TEXT SHOWN:
────

Although it’s two years since lockdown ended, the pandemic casts a long shadow. The UK’s Covid enquiry has now opened, with former chancellor George Osborne claiming that austerity measures were not responsible for Britain’s lack of preparedness. An analysis of GP records has found that rates of eating disorders among girls rose sharply during the pandemic, while a Belgian study has discovered that exposure to air pollution increased Covid patients’ hospital stays by four days.
There was a sharp rise in teenage girls developing eating disorders during the Covid pandemic, an analysis of GP records has found.
A joint study by the University of Manchester, Keele University and University of Exeter looked at nine million records belonging to patients aged 10-24 years, from nearly 2,000 GP practices across the UK.
Between 2020 and 2022, they found 3,862 diagnoses of eating disorders amongst children aged 13-16 – 42% higher than expected based on earlier figures.
In the same age group, there were 9,174 cases of self-harm – 38% more than predicted.
The GP records also show a big rise in eating disorders since 2020 among wealthier people, with 52% of identified eating disorders occurring in the least deprived areas and 22% in the most deprived.

────

Source data
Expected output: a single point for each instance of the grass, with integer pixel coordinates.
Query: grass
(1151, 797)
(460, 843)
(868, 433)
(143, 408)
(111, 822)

────

ASSIGNED TASK 1: In the pandemic news report, copy out everything from "The GP records" down to "the most deprived.", word for word.
ASSIGNED TASK 2: According to the pandemic news report, how many GP practices did the joint study draw its records from?
ASSIGNED TASK 3: Write the next part of the pandemic news report, picking up after its final sentence.

EXERCISE RESULT 1:
The GP records also show a big rise in eating disorders since 2020 among wealthier people, with 52% of identified eating disorders occurring in the least deprived areas and 22% in the most deprived.

EXERCISE RESULT 2: Nearly 2,000 GP practices across the UK.

EXERCISE RESULT 3:
The former chancellor George Osborne has rejected suggestions that his austerity programme depleted health and social care capacity.
Giving evidence to the Covid enquiry, Osborne said that the austerity cuts had made Britain better prepared to tackle the coronavirus pandemic.
“If we had not had a clear plan to put the public finances on a sustainable path then Britain might have experienced a fiscal crisis, we would not have had the fiscal space to deal with the coronavirus pandemic when it hit,” he said.
When questioned, Osborne said he did not think it was “particularly fair to apportion blame” for the Treasury’s failure to plan for lockdown. He said that scientific experts had focused on the need to prepare for a flu rather than a coronavirus pandemic.
More than 100,000 patients have seen their cancer spread as a result of delays to treatment, according to research by Macmillan Cancer Support.
The charity said that patients were facing “inhumane” situations because of a failure to deliver NHS care in time.
Its findings are based on a survey of 2,654 patients diagnosed with cancer in the past decade, of whom 6% said they had seen their cancer progress as a result of delays. This translates to 100,000 across the UK.
The charity’s analysis found that over the last decade, 180,000 cancer sufferers in the UK waited at least two months to start treatment after an urgent referral.
About one quarter of all those who suffered delays of several weeks or months believed the waits had contributed to their deterioration.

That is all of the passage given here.